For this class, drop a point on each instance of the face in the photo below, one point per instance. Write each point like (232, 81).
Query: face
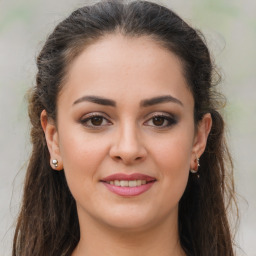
(125, 118)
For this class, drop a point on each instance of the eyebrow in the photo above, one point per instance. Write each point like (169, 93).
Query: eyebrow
(97, 100)
(143, 103)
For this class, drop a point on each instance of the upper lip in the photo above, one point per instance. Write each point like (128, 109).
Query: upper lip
(133, 176)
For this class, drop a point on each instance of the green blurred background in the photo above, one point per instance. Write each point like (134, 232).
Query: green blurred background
(230, 29)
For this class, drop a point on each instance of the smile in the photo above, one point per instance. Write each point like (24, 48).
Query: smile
(128, 185)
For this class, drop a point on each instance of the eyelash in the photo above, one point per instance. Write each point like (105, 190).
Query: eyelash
(171, 120)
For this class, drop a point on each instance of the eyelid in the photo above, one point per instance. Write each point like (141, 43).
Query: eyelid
(87, 117)
(172, 119)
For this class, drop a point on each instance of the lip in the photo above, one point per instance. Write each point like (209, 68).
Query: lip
(128, 191)
(133, 176)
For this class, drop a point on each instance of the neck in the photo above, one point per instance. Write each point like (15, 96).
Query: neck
(97, 239)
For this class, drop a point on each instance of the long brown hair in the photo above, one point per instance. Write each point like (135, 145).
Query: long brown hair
(48, 221)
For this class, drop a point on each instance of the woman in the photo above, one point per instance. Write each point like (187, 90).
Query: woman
(129, 155)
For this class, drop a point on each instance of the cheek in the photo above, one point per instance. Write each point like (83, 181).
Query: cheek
(82, 157)
(172, 157)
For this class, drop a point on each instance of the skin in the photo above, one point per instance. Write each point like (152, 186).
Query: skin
(127, 140)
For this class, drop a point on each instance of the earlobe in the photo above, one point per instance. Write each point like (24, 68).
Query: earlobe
(52, 140)
(203, 130)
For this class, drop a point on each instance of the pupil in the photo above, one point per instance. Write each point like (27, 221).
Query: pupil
(158, 121)
(97, 120)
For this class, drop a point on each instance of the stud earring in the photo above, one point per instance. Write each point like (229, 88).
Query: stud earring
(197, 165)
(55, 163)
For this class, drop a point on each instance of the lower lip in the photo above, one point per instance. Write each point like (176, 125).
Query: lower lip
(129, 191)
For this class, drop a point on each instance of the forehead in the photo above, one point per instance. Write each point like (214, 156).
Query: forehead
(114, 63)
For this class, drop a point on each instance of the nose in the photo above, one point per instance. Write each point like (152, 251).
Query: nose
(128, 146)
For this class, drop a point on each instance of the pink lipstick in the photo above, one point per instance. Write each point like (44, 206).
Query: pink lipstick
(128, 185)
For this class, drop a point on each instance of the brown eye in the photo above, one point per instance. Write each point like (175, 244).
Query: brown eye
(158, 120)
(96, 120)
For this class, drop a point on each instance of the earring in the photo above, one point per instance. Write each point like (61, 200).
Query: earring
(55, 163)
(197, 165)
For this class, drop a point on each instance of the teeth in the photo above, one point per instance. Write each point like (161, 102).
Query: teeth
(126, 183)
(117, 183)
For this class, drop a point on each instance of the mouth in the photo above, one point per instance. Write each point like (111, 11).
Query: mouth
(128, 185)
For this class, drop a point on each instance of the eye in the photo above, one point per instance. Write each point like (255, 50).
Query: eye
(161, 121)
(95, 121)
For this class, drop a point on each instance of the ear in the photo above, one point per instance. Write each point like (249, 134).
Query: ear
(52, 139)
(200, 140)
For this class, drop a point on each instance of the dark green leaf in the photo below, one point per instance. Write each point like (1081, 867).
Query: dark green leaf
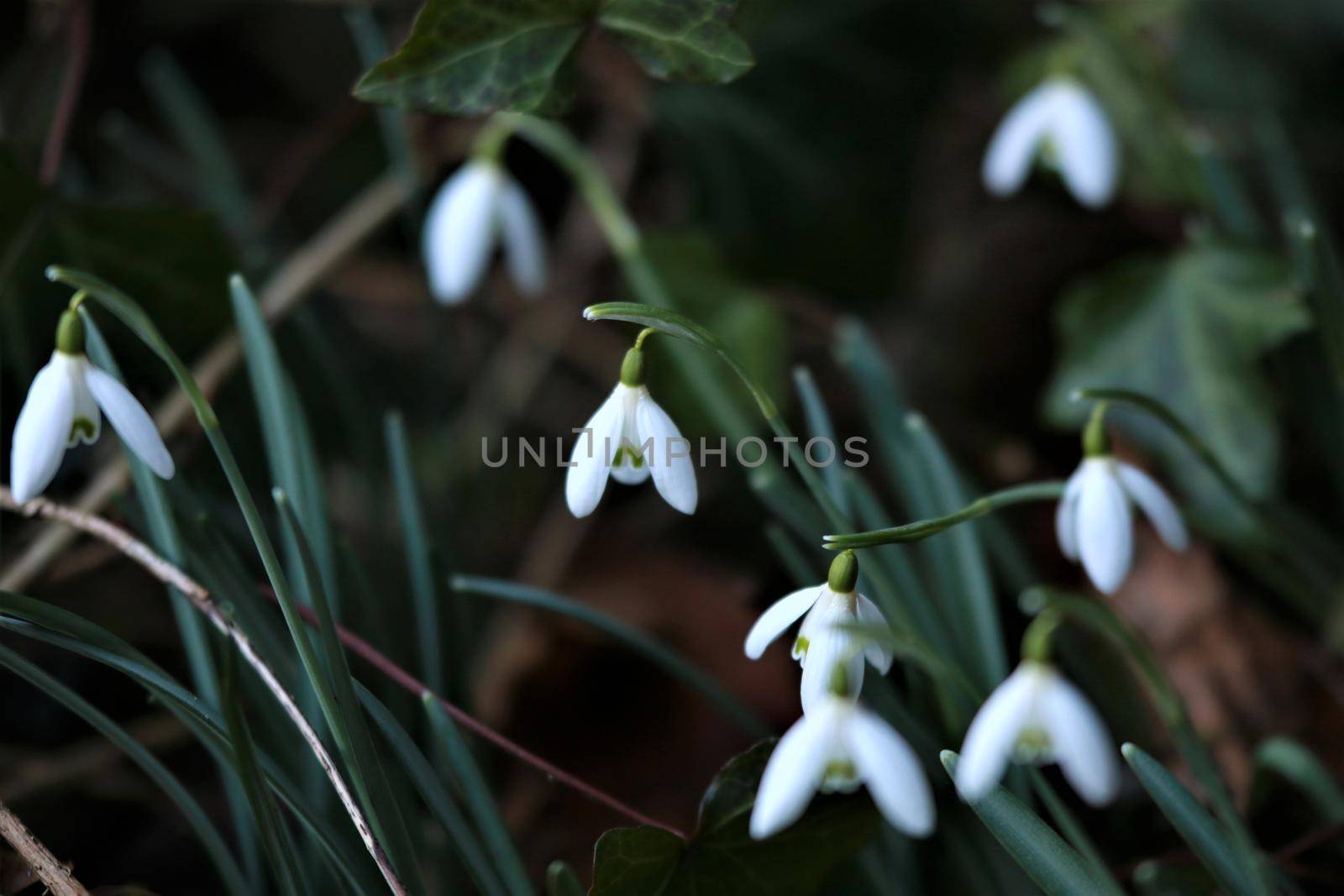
(721, 859)
(472, 56)
(1193, 329)
(679, 40)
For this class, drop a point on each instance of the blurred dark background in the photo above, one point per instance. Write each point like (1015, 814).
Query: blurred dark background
(839, 177)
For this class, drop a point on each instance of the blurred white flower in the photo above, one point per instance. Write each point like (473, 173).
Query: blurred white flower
(62, 410)
(1061, 123)
(475, 208)
(823, 641)
(631, 437)
(1038, 718)
(1095, 521)
(837, 746)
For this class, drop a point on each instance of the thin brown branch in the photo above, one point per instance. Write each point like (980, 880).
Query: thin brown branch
(55, 876)
(80, 24)
(199, 598)
(414, 685)
(289, 285)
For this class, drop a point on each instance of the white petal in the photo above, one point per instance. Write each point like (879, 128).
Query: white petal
(891, 772)
(591, 456)
(994, 734)
(627, 473)
(828, 645)
(524, 244)
(672, 476)
(42, 430)
(780, 616)
(1081, 743)
(1015, 143)
(1066, 516)
(1086, 145)
(1105, 528)
(87, 422)
(132, 421)
(870, 616)
(1155, 504)
(793, 774)
(460, 230)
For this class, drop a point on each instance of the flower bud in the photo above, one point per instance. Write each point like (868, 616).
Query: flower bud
(844, 573)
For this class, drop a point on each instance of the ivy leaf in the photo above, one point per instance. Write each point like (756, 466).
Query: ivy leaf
(1191, 331)
(721, 859)
(679, 40)
(474, 56)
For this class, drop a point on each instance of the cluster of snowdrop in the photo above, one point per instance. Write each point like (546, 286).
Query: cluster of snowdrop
(1034, 716)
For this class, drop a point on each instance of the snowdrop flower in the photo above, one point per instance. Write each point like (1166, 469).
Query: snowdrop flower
(1095, 520)
(823, 641)
(1038, 718)
(62, 410)
(631, 438)
(477, 207)
(837, 747)
(1062, 123)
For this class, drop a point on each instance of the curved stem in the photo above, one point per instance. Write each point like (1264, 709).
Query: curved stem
(1047, 490)
(199, 598)
(1171, 708)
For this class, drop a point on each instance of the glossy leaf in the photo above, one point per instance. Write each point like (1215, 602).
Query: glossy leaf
(721, 859)
(472, 56)
(1210, 313)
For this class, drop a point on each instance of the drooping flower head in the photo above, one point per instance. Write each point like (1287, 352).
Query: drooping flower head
(476, 208)
(1061, 123)
(1035, 716)
(62, 409)
(1095, 523)
(631, 438)
(835, 747)
(823, 640)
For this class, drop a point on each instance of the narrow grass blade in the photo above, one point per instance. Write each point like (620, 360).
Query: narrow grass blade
(457, 757)
(820, 427)
(219, 855)
(1034, 846)
(71, 631)
(434, 794)
(669, 660)
(1209, 840)
(428, 625)
(342, 711)
(284, 862)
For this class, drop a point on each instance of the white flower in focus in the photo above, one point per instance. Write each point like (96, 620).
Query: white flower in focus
(62, 410)
(475, 208)
(1095, 521)
(1065, 125)
(823, 641)
(631, 437)
(1038, 718)
(837, 746)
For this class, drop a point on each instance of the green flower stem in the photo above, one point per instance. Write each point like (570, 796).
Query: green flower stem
(1171, 708)
(1046, 490)
(134, 317)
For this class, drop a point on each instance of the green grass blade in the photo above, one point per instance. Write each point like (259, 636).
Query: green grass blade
(968, 590)
(64, 629)
(1209, 840)
(457, 757)
(817, 417)
(434, 794)
(665, 658)
(1034, 846)
(343, 716)
(282, 862)
(219, 855)
(425, 600)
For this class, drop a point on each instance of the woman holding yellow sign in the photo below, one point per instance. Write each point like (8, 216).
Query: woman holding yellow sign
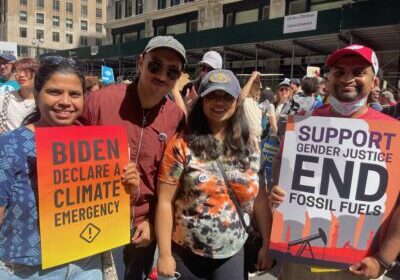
(59, 88)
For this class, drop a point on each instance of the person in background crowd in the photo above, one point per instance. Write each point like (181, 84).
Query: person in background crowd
(295, 84)
(387, 99)
(93, 83)
(59, 88)
(282, 105)
(211, 60)
(194, 207)
(308, 101)
(151, 120)
(351, 78)
(373, 99)
(7, 79)
(16, 105)
(320, 95)
(393, 111)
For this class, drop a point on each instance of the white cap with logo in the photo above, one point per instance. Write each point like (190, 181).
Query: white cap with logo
(212, 59)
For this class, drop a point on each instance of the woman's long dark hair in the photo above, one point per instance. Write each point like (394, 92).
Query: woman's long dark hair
(46, 70)
(236, 141)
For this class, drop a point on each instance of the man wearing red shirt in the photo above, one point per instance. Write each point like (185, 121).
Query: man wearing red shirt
(150, 119)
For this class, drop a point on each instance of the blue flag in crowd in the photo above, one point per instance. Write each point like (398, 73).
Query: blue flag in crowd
(107, 75)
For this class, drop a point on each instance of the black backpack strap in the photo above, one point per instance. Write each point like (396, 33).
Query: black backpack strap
(233, 197)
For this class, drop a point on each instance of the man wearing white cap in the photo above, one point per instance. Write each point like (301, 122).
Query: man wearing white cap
(351, 78)
(211, 60)
(150, 120)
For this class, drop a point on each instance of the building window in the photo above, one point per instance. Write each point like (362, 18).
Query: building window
(56, 5)
(99, 13)
(84, 25)
(175, 2)
(56, 37)
(39, 34)
(68, 23)
(193, 25)
(118, 10)
(129, 37)
(23, 32)
(83, 41)
(69, 38)
(83, 10)
(297, 7)
(40, 4)
(160, 30)
(23, 51)
(117, 38)
(69, 7)
(246, 16)
(40, 18)
(56, 21)
(162, 4)
(265, 13)
(139, 7)
(128, 8)
(176, 28)
(99, 28)
(23, 17)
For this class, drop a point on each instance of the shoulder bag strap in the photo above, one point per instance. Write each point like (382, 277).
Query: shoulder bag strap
(3, 112)
(233, 197)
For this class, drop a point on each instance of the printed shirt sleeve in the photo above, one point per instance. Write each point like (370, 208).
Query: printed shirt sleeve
(6, 172)
(87, 117)
(173, 162)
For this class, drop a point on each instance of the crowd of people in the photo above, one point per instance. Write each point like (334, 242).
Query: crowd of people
(195, 158)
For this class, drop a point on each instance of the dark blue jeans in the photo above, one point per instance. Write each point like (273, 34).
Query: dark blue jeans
(138, 261)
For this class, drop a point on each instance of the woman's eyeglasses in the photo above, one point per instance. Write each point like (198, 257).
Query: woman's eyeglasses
(55, 59)
(26, 72)
(156, 67)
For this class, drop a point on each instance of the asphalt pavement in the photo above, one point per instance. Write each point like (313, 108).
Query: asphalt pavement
(272, 275)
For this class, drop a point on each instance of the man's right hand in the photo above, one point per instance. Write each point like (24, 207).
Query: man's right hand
(276, 196)
(166, 265)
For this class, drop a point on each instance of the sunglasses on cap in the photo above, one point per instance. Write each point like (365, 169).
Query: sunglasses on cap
(156, 67)
(56, 59)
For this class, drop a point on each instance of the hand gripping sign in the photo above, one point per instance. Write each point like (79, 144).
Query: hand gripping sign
(341, 180)
(83, 207)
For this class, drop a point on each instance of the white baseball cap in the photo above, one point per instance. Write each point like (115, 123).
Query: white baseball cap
(212, 59)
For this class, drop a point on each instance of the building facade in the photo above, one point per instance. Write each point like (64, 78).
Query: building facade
(39, 26)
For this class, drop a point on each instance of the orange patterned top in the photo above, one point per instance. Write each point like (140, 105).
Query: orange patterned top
(205, 218)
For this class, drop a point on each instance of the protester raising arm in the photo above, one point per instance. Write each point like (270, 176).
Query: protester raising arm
(263, 218)
(255, 76)
(375, 266)
(164, 221)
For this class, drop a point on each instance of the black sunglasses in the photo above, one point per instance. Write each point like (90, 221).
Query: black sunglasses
(156, 67)
(206, 68)
(56, 59)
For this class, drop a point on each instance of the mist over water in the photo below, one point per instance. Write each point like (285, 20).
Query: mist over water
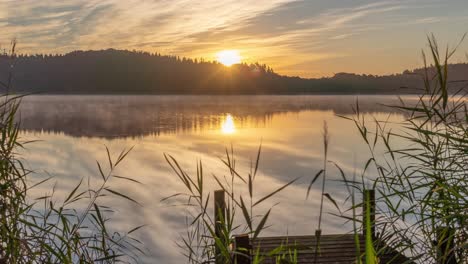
(74, 130)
_ _ _ _ _
**What you have to do**
Where does "below" appear in the records above? Copy each line that holds it.

**Exercise result**
For this class, drop a point on each instance of the face in the photo below, one point per instance. Write each point like (232, 81).
For this class, drop a point on each instance of the dark green leaf in the photo below, one point per instance. Write each point like (1081, 867).
For this class, drop a point on each instance of the woman holding yellow sign in the photo below, one point per instance. Write each point like (8, 216).
For this class, drop a point on each instance of the mist over water in the photo below, one point per instance. Write each point like (285, 20).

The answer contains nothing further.